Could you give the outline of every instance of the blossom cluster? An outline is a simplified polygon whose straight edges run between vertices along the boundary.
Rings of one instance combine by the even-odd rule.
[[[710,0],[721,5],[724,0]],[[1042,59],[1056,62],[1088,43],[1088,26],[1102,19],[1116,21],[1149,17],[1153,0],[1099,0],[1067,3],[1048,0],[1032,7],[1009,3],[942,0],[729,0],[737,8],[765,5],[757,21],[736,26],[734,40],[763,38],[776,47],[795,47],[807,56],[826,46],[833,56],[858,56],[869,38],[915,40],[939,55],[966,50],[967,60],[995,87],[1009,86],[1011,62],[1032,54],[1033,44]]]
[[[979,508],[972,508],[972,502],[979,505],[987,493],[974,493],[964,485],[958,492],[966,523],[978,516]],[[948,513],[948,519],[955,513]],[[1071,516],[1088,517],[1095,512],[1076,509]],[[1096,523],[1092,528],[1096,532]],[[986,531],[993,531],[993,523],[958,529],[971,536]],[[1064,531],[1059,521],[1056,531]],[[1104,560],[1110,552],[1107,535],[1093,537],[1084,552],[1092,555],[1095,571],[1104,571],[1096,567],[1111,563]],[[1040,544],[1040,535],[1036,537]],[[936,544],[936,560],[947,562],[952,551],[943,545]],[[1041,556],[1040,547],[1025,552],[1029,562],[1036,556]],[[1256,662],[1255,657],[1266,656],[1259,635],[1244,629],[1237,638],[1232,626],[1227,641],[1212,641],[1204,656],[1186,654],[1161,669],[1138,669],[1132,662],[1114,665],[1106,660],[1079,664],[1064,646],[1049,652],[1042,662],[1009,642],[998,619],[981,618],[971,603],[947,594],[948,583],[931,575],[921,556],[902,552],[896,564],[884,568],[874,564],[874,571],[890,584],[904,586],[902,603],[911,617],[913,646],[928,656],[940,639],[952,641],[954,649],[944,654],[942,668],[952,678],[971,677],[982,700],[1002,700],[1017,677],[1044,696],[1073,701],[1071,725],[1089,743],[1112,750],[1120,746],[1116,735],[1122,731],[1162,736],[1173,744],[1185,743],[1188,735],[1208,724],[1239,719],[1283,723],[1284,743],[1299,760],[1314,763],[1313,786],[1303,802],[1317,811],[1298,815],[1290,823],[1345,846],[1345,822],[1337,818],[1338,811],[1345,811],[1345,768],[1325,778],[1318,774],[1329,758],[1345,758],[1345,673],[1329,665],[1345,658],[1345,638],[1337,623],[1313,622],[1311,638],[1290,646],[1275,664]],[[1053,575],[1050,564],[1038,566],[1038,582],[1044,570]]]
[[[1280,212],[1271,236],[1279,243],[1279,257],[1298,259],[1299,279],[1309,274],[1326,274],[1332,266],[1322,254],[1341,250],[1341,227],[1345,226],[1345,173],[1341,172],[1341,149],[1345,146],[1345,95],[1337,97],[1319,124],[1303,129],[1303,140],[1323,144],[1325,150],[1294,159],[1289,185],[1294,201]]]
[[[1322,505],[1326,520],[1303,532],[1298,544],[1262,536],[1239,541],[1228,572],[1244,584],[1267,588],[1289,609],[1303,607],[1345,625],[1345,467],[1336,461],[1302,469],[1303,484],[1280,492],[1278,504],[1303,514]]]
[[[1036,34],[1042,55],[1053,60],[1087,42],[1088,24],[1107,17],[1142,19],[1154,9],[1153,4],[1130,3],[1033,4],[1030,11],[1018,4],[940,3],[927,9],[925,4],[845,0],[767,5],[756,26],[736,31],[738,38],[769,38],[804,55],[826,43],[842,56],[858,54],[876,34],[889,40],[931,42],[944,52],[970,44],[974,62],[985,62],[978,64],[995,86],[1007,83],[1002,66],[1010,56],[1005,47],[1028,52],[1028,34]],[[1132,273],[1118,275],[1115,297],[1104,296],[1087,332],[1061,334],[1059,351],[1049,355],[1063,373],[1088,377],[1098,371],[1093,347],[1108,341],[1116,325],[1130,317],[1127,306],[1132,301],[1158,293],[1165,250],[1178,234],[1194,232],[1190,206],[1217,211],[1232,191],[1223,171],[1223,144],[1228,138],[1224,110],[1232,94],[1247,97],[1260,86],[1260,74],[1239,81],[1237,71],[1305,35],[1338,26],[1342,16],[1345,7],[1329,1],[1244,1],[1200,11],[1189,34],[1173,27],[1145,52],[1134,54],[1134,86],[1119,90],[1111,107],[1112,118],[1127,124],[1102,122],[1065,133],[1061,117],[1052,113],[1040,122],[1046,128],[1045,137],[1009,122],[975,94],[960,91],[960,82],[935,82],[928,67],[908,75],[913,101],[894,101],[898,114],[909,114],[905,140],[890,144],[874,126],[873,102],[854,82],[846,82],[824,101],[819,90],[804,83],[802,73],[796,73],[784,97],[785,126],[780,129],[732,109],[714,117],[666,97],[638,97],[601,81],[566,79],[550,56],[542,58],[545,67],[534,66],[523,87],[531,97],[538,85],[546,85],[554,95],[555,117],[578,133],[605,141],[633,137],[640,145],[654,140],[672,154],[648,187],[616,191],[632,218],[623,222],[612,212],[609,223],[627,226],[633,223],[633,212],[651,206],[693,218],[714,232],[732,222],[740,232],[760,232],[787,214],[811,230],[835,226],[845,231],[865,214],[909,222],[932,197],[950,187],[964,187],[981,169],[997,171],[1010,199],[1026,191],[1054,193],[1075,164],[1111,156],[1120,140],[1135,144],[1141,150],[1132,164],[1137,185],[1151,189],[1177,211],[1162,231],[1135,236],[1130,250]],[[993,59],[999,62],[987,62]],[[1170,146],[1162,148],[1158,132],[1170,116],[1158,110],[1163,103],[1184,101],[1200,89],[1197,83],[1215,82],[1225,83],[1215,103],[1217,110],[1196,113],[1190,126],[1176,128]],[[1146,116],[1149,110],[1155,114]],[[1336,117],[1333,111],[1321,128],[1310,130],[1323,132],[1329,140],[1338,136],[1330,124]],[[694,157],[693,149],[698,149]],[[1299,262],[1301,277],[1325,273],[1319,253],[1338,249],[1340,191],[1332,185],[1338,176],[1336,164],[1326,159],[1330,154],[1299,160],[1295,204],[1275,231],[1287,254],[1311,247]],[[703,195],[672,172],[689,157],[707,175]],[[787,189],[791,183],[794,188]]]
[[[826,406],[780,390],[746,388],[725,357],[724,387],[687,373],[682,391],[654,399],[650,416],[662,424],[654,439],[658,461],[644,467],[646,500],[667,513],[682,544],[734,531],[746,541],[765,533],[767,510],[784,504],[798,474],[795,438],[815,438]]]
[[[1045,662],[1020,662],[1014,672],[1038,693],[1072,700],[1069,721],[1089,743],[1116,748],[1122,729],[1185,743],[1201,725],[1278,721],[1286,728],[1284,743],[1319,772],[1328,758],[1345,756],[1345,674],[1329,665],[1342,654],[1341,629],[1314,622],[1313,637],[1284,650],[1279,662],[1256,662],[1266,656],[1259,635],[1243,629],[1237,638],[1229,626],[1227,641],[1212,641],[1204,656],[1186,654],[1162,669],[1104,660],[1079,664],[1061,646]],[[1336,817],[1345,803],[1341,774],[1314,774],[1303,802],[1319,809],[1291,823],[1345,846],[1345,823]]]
---------------
*Your instructions*
Can you reproduce all the entries above, switching "blossom cluster" to "flower cluster" and keeping every other character the same?

*Answer to the problem*
Could you give the outline of every instance of the flower cluster? An outline is a simplified polygon whose straight edges run between vertices along the boundary.
Rings of one instance combine by the even-odd rule.
[[[710,0],[721,5],[724,0]],[[1042,59],[1056,62],[1088,43],[1088,26],[1102,19],[1116,21],[1149,17],[1153,0],[1099,0],[1067,3],[1048,0],[1032,7],[1009,3],[942,0],[729,0],[737,8],[765,5],[757,21],[736,26],[734,40],[763,38],[776,47],[795,47],[807,56],[826,46],[833,56],[858,56],[869,38],[915,40],[939,55],[966,50],[967,60],[995,87],[1009,86],[1011,62],[1032,54],[1033,44]]]
[[[979,508],[972,508],[972,502],[979,505],[987,493],[974,493],[964,485],[958,492],[966,523],[978,516]],[[948,513],[948,519],[955,513]],[[1071,516],[1088,517],[1095,512],[1076,509]],[[1096,523],[1092,528],[1096,532]],[[986,531],[993,531],[993,523],[958,529],[971,536]],[[1064,531],[1059,521],[1056,531]],[[1104,560],[1110,552],[1107,535],[1093,537],[1084,552],[1092,555],[1095,571],[1104,571],[1096,567],[1111,563]],[[1040,544],[1040,535],[1036,537]],[[936,544],[936,560],[947,562],[952,551],[943,545]],[[1041,556],[1040,547],[1025,552],[1029,562],[1036,556]],[[1256,662],[1255,657],[1266,656],[1259,635],[1244,629],[1237,638],[1232,626],[1227,641],[1212,641],[1204,656],[1186,654],[1161,669],[1138,669],[1132,662],[1114,665],[1106,660],[1079,664],[1064,646],[1049,652],[1042,662],[1009,642],[998,619],[981,618],[971,603],[947,594],[948,583],[931,575],[921,556],[902,552],[896,564],[884,568],[874,564],[874,571],[890,584],[904,586],[902,603],[911,617],[913,646],[928,656],[940,639],[952,641],[954,649],[944,654],[942,668],[952,678],[971,677],[982,700],[1002,700],[1017,677],[1044,696],[1073,701],[1071,725],[1089,743],[1112,750],[1120,746],[1116,735],[1122,731],[1162,736],[1173,744],[1185,743],[1188,735],[1208,724],[1239,719],[1283,723],[1284,743],[1299,760],[1314,763],[1313,786],[1303,802],[1317,811],[1298,815],[1290,823],[1345,846],[1345,822],[1337,818],[1338,811],[1345,811],[1345,768],[1325,778],[1318,774],[1329,758],[1345,758],[1345,673],[1329,665],[1345,658],[1345,638],[1337,623],[1313,622],[1311,638],[1290,646],[1275,664]],[[1053,575],[1050,564],[1038,566],[1038,582],[1044,570]]]
[[[1280,212],[1271,236],[1279,243],[1279,257],[1298,259],[1299,279],[1309,274],[1326,274],[1332,266],[1322,254],[1341,250],[1341,227],[1345,226],[1345,173],[1341,172],[1341,149],[1345,146],[1345,95],[1337,97],[1319,124],[1303,129],[1303,140],[1323,144],[1325,150],[1294,159],[1289,185],[1294,201]]]
[[[1322,505],[1326,520],[1303,532],[1298,544],[1262,536],[1239,541],[1228,572],[1244,584],[1267,588],[1289,609],[1303,607],[1345,625],[1345,467],[1336,461],[1302,469],[1303,484],[1280,492],[1278,504],[1303,514]]]
[[[1036,34],[1042,55],[1053,60],[1087,42],[1088,24],[1107,17],[1142,19],[1154,9],[1153,4],[1130,3],[1033,4],[1030,11],[1018,4],[940,3],[927,9],[925,4],[845,0],[767,5],[756,26],[736,31],[738,38],[769,38],[804,55],[826,43],[842,56],[858,54],[876,34],[889,40],[931,42],[944,52],[970,44],[974,62],[985,62],[978,64],[995,86],[1007,83],[1002,66],[1010,56],[1005,47],[1028,52],[1028,34]],[[1132,273],[1118,275],[1115,297],[1104,296],[1087,332],[1061,334],[1059,351],[1049,355],[1063,373],[1088,377],[1098,371],[1093,347],[1108,341],[1116,325],[1130,317],[1127,306],[1132,301],[1158,293],[1165,250],[1178,234],[1194,232],[1190,206],[1217,211],[1232,191],[1223,171],[1223,144],[1228,138],[1224,110],[1232,94],[1247,97],[1260,86],[1260,74],[1239,81],[1237,71],[1305,35],[1338,26],[1342,16],[1345,7],[1329,1],[1244,1],[1200,11],[1189,34],[1173,27],[1145,52],[1134,54],[1134,86],[1119,90],[1111,107],[1112,118],[1127,124],[1102,122],[1065,133],[1061,117],[1052,113],[1040,122],[1046,128],[1045,137],[1009,122],[975,94],[960,91],[960,82],[935,82],[928,67],[908,75],[913,101],[894,101],[898,114],[909,114],[905,140],[890,144],[874,126],[873,102],[854,82],[846,82],[824,101],[819,90],[804,83],[802,73],[796,73],[784,97],[785,126],[780,129],[732,109],[714,117],[666,97],[638,97],[601,81],[566,79],[550,56],[542,58],[545,67],[534,66],[523,87],[531,97],[538,85],[546,85],[554,95],[555,117],[578,133],[605,141],[633,137],[640,145],[654,140],[672,154],[648,187],[616,191],[632,218],[623,222],[612,212],[609,223],[627,226],[633,223],[633,212],[651,206],[693,218],[714,232],[732,222],[740,232],[760,232],[787,214],[811,230],[835,226],[845,231],[865,214],[909,222],[932,197],[950,187],[964,187],[981,169],[997,171],[1010,199],[1026,191],[1054,193],[1075,164],[1111,156],[1120,140],[1135,144],[1141,150],[1132,164],[1137,185],[1151,189],[1177,211],[1162,231],[1135,236],[1130,250]],[[993,59],[999,62],[987,62]],[[1170,146],[1162,148],[1158,132],[1170,116],[1158,110],[1163,103],[1184,101],[1200,89],[1197,83],[1215,82],[1225,83],[1215,103],[1217,110],[1196,113],[1190,126],[1176,128]],[[1146,116],[1149,110],[1155,114]],[[1336,117],[1333,111],[1321,128],[1310,130],[1323,132],[1329,140],[1338,136],[1330,124]],[[694,157],[693,149],[698,149]],[[1299,262],[1301,277],[1325,273],[1319,253],[1338,249],[1340,191],[1332,185],[1338,176],[1336,164],[1326,159],[1330,154],[1299,160],[1295,204],[1275,231],[1287,254],[1311,247]],[[703,195],[672,172],[689,157],[707,175]],[[787,189],[791,183],[794,188]]]
[[[826,406],[780,390],[746,388],[725,357],[724,387],[687,373],[682,391],[654,399],[650,416],[662,424],[654,439],[658,461],[644,467],[646,500],[667,513],[682,544],[734,531],[746,541],[765,533],[767,510],[784,504],[798,474],[795,438],[815,438]]]
[[[1045,662],[1020,662],[1014,672],[1038,693],[1072,700],[1069,721],[1089,743],[1116,748],[1122,729],[1185,743],[1201,725],[1278,721],[1286,728],[1284,743],[1319,772],[1328,758],[1345,756],[1345,674],[1329,665],[1342,654],[1341,629],[1314,622],[1313,637],[1284,650],[1279,662],[1256,662],[1266,656],[1259,635],[1243,629],[1237,638],[1229,626],[1227,641],[1212,641],[1204,656],[1186,654],[1162,669],[1104,660],[1079,664],[1061,646]],[[1336,817],[1345,803],[1341,774],[1314,774],[1303,802],[1319,809],[1291,823],[1345,846],[1345,823]]]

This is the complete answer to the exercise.